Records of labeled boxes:

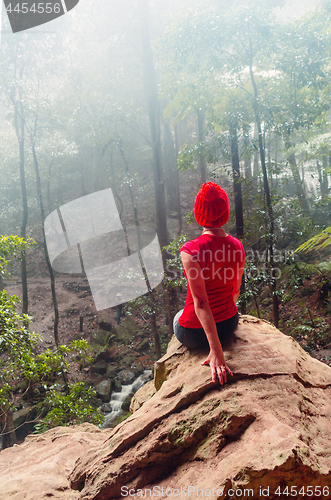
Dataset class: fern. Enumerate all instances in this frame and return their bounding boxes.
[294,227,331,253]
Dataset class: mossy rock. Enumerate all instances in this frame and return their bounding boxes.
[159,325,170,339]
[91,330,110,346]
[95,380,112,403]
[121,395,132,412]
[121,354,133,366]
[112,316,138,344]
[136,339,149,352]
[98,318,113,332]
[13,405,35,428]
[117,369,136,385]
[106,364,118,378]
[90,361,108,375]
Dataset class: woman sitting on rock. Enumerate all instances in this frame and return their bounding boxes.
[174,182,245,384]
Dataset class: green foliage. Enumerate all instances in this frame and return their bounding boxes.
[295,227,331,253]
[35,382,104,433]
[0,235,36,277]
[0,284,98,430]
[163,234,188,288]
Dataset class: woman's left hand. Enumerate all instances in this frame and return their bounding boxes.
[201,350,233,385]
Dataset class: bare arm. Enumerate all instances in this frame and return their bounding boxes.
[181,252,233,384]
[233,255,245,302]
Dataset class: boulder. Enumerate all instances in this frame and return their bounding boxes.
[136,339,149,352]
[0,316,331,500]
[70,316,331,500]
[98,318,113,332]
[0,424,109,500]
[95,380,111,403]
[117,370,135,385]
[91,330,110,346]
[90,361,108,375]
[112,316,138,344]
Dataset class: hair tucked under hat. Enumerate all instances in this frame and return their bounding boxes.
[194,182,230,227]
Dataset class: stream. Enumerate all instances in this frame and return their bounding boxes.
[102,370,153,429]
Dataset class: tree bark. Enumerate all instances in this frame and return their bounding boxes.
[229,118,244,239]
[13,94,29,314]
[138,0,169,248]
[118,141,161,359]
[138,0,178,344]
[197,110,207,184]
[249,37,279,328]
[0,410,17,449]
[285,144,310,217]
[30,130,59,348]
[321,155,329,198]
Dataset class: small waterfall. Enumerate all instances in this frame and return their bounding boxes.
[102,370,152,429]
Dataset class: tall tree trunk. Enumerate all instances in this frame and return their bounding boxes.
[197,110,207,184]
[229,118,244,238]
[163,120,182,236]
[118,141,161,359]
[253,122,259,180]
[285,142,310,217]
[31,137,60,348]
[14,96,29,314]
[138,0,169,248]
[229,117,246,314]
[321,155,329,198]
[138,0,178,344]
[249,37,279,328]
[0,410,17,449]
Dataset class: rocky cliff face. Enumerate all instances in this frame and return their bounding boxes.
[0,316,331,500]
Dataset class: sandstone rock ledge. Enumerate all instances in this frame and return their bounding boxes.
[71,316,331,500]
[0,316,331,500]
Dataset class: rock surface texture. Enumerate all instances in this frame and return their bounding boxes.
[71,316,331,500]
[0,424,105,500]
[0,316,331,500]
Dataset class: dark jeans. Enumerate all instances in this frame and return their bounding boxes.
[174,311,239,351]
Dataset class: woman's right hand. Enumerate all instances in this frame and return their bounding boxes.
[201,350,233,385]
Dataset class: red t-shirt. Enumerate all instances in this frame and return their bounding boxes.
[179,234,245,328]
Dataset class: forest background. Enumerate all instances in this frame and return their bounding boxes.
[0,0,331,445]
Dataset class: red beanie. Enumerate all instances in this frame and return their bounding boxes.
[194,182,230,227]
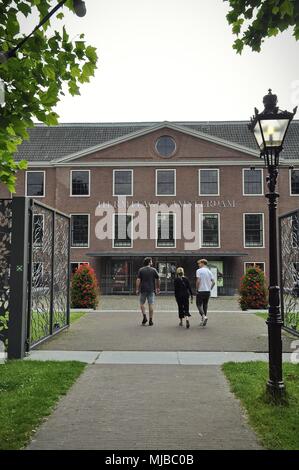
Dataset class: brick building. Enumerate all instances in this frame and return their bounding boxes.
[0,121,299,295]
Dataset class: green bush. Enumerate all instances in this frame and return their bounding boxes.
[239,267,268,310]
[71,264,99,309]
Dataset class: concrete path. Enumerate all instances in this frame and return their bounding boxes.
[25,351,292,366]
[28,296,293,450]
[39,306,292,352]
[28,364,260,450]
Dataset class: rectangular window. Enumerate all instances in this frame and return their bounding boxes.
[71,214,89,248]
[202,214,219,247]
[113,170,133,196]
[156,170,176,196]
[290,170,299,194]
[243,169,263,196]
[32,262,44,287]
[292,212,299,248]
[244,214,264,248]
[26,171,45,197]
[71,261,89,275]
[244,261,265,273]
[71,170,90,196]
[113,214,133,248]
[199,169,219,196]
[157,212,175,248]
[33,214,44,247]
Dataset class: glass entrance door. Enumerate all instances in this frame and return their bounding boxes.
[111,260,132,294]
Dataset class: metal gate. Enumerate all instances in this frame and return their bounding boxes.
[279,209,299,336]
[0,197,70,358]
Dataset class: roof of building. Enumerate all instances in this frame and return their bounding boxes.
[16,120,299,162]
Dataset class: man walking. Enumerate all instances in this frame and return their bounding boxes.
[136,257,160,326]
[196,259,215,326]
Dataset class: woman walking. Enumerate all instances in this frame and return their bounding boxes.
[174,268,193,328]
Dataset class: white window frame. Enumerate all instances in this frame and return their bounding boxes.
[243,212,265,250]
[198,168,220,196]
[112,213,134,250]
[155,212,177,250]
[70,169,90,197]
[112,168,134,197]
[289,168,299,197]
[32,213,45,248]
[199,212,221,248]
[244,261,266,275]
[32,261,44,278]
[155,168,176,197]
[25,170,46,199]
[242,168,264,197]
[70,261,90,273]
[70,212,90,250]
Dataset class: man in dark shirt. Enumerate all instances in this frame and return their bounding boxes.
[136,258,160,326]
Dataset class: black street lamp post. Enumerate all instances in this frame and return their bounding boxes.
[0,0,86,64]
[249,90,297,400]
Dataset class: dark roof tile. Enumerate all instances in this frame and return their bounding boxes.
---
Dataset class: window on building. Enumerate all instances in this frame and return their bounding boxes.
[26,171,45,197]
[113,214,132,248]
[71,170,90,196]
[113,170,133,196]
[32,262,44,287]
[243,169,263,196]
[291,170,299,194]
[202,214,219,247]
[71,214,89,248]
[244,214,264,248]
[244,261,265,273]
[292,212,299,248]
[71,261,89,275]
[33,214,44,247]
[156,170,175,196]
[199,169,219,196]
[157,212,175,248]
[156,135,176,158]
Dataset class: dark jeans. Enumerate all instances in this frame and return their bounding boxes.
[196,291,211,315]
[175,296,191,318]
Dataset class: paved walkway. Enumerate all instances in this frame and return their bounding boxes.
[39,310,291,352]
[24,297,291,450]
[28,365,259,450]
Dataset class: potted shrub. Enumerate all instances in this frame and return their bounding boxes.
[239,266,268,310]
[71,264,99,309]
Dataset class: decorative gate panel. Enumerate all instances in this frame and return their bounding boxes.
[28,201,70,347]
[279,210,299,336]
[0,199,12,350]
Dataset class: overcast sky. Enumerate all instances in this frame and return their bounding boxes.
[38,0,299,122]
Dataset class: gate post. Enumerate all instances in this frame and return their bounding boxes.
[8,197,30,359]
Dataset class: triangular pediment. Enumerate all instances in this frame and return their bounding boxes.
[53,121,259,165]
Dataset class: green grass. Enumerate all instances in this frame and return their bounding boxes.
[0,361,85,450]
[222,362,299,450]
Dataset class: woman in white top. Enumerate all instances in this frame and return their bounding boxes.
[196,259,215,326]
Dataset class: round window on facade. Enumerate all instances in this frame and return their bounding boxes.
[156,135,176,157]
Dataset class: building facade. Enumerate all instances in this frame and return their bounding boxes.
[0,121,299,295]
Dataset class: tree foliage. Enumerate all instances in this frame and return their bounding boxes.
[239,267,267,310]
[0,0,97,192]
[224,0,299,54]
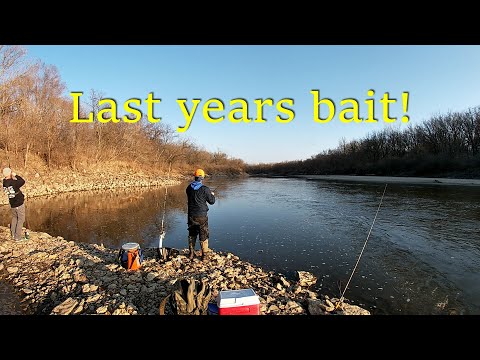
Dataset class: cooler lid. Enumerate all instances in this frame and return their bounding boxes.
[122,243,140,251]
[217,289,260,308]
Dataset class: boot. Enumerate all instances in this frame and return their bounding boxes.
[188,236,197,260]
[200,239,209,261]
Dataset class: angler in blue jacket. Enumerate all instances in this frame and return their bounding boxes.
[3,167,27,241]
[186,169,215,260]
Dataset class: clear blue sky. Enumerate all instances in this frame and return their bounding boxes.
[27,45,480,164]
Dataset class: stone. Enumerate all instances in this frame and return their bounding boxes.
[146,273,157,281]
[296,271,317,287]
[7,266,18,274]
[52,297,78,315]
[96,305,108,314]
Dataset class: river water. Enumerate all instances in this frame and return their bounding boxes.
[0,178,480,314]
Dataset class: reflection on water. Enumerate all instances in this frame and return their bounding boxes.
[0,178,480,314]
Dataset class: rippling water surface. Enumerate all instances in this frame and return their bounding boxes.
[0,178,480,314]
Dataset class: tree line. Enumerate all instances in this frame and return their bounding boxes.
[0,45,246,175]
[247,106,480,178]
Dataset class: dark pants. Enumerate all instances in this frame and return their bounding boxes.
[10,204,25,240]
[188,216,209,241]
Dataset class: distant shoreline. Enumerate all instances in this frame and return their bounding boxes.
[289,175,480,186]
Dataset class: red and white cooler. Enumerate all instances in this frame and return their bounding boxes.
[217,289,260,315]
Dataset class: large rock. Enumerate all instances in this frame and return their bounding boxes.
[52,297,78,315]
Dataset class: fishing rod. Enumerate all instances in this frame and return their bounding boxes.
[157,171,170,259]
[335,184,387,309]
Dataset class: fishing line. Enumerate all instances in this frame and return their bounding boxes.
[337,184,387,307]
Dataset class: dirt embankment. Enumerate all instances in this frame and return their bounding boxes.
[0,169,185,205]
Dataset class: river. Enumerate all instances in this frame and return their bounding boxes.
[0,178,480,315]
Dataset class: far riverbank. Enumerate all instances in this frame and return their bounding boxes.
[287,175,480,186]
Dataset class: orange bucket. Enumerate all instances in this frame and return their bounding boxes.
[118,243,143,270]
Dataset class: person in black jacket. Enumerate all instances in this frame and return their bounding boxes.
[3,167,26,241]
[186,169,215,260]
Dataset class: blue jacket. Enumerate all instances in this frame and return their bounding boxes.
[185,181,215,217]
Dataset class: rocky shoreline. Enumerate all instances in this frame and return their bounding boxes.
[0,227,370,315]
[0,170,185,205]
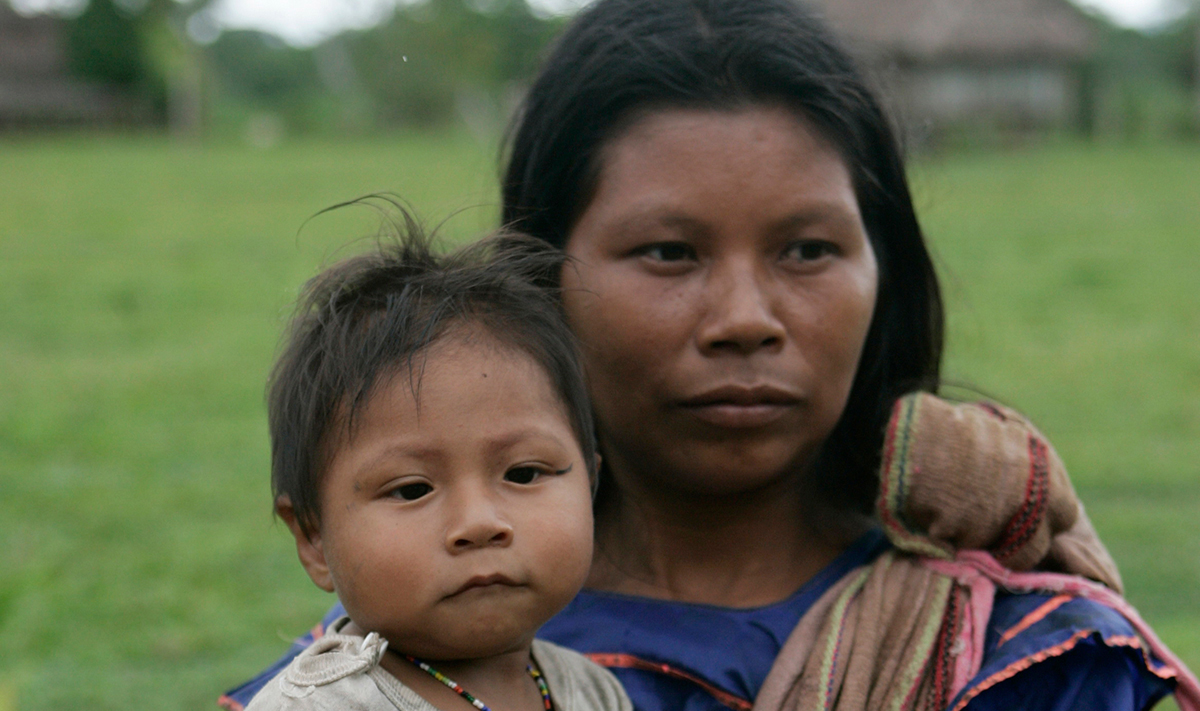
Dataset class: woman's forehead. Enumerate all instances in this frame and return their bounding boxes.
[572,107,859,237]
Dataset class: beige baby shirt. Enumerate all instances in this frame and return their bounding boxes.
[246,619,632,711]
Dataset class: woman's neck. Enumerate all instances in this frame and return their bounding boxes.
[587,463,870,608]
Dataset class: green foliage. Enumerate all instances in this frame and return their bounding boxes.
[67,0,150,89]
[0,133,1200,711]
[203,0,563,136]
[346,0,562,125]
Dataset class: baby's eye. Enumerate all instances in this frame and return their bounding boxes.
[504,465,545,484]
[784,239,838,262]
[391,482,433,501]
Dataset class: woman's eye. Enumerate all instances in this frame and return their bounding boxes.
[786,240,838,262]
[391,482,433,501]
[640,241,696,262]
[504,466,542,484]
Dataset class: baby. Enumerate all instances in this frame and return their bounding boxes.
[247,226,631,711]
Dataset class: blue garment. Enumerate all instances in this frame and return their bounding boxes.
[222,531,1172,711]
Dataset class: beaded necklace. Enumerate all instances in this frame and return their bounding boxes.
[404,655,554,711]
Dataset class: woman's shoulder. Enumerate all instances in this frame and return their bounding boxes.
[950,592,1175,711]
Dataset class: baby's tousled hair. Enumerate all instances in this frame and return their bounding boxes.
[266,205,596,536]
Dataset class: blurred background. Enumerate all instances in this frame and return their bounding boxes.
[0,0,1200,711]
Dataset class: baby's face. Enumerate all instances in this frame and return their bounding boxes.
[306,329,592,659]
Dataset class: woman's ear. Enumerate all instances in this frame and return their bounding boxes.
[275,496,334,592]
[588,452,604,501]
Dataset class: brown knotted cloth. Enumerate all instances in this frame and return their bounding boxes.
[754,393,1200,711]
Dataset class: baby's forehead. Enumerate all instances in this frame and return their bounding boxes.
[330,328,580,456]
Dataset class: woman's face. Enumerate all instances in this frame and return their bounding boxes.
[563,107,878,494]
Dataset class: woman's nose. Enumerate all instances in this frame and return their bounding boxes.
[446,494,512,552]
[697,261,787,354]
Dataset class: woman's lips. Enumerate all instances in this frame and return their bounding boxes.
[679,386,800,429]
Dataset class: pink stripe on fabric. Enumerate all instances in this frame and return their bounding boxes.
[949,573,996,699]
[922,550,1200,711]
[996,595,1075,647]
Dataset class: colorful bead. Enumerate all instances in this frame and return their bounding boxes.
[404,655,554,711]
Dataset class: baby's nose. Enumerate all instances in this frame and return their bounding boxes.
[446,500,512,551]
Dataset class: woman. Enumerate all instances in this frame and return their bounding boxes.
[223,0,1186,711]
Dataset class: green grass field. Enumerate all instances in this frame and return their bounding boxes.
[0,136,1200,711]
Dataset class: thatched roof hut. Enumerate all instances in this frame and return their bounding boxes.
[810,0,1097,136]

| THE TASK |
Reproduce the items word for word. Begin at the line that contains "Dataset class: white" and stop after the line that contains "Dataset class: dark roof".

| TASK OUTPUT |
Dataset class: white window frame. Enumerate all instances in this frame and return their bounding boxes.
[243,212,265,250]
[198,168,220,196]
[112,213,134,250]
[155,212,177,250]
[70,169,90,197]
[112,168,134,197]
[289,168,299,197]
[32,213,45,248]
[199,212,221,248]
[244,261,266,275]
[32,261,44,278]
[155,168,176,197]
[25,170,46,199]
[242,168,264,197]
[70,261,90,273]
[70,212,90,250]
Dataset class: man in dark shirt. Enumerate all instances in this frame and return their bounding boxes.
[136,258,160,326]
Dataset class: black street lamp post. Enumerate all instances in this frame and return their bounding boxes.
[0,0,86,64]
[249,90,297,400]
Dataset class: dark roof tile. Enumerate all instances in this frame and return their bounding boxes.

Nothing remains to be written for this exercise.